GIVEN TEXT →

- Born: 14 September 1918 Melbourne, Australia
- Died: 25 September 2008 (aged 90) Mornington, Victoria, Australia
- Education: University of Melbourne (MSc 1955)
- Known for: Developing safe methodology for food production
- Awards: Award of Merit of the Australian Institute of Food Science and Technology
- Scientific career
- Fields: Microbiology
- Institutions: Kraft Foods

= Margaret Dick =

Australian microbiologist

Margaret Isabella Brownlee Dick (14 September 1918 – 25 September 2008) was a pioneering Australian microbiologist. She is best known for her role as Chief Microbiologist at Kraft Foods Australia and for the development of a methodology for safe food production. She was the first woman to be elected as a Fellow of the Australian Institute of Food Science and Technology.

==Biography==
Dick was born in Melbourne to immigrant Scottish parents, Margaret and James Dick. She was the youngest of the four children in the family. She descended from a long line of engineers on her paternal side, including her grandfather, father and all of her uncles. Her mother was a housewife and tailor, while both of her sisters became teachers. Dick's maternal grandfather worked as an accountant.

MATERIAL SHOWN →
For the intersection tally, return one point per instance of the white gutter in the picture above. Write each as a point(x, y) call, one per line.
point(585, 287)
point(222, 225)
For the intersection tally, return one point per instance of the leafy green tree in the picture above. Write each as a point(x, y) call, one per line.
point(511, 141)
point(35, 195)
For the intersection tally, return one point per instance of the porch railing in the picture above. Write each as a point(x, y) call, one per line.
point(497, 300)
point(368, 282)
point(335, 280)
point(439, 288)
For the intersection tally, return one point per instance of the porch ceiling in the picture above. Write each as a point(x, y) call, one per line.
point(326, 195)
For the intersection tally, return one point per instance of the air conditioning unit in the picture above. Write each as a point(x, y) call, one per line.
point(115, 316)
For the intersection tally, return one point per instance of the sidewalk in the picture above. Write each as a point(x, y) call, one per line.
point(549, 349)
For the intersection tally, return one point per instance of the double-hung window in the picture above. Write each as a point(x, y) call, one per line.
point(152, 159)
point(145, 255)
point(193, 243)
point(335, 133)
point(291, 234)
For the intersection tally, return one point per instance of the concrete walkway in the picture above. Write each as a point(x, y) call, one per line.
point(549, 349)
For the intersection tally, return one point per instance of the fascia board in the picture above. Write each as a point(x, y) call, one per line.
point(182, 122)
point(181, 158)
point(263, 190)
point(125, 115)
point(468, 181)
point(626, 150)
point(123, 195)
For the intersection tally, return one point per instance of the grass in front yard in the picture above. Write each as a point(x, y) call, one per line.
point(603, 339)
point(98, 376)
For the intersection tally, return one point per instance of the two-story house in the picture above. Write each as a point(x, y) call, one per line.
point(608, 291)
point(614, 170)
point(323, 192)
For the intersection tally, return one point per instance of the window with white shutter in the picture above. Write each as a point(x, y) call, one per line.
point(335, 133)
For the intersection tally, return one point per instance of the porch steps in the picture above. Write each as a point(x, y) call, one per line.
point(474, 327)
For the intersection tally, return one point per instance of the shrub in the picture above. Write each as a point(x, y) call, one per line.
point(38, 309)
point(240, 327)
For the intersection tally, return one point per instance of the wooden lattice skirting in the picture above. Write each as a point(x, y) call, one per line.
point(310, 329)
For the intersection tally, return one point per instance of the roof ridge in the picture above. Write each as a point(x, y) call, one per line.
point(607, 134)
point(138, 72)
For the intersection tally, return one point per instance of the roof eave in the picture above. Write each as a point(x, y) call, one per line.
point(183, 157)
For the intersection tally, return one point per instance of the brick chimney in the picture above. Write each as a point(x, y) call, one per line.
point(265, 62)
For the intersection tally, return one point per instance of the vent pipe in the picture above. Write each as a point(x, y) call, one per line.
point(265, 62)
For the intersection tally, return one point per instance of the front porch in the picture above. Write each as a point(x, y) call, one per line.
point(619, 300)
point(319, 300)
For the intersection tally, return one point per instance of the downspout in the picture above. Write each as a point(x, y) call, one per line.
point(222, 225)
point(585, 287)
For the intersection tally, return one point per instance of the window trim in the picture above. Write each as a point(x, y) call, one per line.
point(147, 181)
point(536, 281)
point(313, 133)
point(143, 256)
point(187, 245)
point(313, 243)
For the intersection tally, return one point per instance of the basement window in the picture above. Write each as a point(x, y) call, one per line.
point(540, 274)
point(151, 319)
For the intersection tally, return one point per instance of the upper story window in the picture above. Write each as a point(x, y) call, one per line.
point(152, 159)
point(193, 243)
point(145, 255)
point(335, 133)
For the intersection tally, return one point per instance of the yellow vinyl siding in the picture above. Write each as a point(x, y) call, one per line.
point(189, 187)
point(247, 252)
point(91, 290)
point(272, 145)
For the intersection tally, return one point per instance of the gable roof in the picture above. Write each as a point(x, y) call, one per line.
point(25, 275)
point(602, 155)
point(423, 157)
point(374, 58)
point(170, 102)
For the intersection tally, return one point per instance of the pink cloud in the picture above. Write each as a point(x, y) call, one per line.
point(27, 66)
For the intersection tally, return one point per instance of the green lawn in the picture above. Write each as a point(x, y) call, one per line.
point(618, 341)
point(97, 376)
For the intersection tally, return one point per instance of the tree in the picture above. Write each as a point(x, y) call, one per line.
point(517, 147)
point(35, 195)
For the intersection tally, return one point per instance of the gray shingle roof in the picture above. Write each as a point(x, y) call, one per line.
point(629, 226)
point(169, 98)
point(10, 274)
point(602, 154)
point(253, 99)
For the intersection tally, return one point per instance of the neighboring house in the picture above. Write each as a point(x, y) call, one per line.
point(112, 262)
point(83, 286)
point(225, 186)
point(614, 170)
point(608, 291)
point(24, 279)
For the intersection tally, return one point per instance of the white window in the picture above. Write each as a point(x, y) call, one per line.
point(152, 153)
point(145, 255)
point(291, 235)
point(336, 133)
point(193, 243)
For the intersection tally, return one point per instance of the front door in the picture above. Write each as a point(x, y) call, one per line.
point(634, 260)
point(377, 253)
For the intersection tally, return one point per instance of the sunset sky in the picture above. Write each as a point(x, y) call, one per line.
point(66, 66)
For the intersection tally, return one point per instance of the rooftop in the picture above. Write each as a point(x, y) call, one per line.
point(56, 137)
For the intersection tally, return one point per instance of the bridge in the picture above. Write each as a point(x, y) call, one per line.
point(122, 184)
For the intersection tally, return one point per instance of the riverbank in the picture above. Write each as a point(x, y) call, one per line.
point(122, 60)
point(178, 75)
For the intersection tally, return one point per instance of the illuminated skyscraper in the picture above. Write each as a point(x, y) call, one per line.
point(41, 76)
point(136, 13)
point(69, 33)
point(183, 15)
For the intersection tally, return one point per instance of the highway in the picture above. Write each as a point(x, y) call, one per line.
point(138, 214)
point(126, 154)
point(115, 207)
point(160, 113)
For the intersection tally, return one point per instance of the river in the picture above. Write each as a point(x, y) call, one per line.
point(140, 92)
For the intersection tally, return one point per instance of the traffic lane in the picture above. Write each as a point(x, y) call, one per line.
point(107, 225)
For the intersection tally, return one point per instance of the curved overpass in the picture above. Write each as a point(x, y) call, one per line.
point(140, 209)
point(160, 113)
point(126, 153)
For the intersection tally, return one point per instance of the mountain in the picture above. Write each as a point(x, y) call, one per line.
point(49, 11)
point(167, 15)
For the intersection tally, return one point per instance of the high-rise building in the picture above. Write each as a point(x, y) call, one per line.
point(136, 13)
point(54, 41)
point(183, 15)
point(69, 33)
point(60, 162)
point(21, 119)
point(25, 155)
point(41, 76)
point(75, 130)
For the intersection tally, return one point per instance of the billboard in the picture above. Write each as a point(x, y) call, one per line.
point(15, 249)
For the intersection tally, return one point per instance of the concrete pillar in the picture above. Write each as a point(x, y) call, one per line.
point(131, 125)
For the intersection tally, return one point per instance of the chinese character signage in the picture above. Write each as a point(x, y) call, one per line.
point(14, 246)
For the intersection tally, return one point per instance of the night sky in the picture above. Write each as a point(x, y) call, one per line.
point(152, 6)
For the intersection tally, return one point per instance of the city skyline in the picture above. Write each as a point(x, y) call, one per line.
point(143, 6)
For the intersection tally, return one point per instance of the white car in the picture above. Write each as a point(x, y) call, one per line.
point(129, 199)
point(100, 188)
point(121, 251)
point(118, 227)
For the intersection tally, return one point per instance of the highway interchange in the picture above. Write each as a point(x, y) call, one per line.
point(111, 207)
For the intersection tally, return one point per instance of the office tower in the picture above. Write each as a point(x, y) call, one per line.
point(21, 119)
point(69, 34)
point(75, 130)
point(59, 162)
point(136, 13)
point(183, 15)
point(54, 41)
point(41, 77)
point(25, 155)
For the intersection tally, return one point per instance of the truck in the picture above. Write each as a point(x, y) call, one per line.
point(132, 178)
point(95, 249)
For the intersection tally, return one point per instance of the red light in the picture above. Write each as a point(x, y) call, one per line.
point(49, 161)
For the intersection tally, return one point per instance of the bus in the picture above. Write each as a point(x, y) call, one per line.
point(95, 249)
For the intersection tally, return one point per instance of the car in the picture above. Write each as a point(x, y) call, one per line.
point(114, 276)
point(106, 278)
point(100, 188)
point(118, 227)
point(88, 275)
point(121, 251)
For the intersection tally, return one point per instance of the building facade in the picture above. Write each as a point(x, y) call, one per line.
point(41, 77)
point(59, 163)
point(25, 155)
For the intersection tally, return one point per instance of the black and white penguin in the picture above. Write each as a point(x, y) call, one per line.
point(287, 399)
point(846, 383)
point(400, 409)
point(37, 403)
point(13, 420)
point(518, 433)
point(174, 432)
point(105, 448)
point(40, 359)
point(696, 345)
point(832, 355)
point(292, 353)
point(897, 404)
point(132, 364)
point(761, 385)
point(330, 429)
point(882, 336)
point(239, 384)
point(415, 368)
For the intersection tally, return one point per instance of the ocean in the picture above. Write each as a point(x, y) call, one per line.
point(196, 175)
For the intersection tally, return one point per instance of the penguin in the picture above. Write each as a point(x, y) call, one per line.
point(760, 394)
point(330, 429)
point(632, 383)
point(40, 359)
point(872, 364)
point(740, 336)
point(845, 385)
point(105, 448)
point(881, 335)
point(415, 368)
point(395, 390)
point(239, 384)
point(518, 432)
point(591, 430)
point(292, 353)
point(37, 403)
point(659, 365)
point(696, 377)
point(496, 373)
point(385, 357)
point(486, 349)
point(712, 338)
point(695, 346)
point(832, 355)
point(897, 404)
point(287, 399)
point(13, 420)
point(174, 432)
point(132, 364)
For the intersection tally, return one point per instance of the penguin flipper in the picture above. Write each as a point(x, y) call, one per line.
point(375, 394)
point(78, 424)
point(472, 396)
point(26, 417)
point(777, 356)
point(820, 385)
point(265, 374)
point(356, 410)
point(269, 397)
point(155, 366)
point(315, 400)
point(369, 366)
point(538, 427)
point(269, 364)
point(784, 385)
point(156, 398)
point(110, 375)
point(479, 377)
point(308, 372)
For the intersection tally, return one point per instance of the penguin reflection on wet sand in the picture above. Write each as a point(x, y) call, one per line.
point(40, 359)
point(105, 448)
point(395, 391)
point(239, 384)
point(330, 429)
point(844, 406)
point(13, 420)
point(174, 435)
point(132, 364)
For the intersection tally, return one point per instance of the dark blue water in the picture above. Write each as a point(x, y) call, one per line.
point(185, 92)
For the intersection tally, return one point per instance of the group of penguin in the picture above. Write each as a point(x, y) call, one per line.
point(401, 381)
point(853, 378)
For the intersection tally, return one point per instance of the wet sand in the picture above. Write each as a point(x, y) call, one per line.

ACTIVITIES →
1: From the Margaret Dick text, output the passage that begins at the words "- Born: 14 September" and ends after the words "Science and Technology.", copying it word for word.
2: According to the Margaret Dick text, what position did she hold at Kraft Foods Australia?
3: Rewrite the paragraph of the Margaret Dick text that begins "Dick was born in Melbourne" as a short list that keeps its main facts.

TASK SOLUTIONS →
1:
- Born: 14 September 1918 Melbourne, Australia
- Died: 25 September 2008 (aged 90) Mornington, Victoria, Australia
- Education: University of Melbourne (MSc 1955)
- Known for: Developing safe methodology for food production
- Awards: Award of Merit of the Australian Institute of Food Science and Technology
- Scientific career
- Fields: Microbiology
- Institutions: Kraft Foods

= Margaret Dick =

Australian microbiologist

Margaret Isabella Brownlee Dick (14 September 1918 – 25 September 2008) was a pioneering Australian microbiologist. She is best known for her role as Chief Microbiologist at Kraft Foods Australia and for the development of a methodology for safe food production. She was the first woman to be elected as a Fellow of the Australian Institute of Food Science and Technology.

2: Chief Microbiologist

3:
- Born in Melbourne to Scottish immigrant parents, Margaret and James Dick
- Youngest of four children
- Paternal side: a long line of engineers, including her grandfather, father and all her uncles
- Mother: housewife and tailor
- Both sisters became teachers
- Maternal grandfather: accountant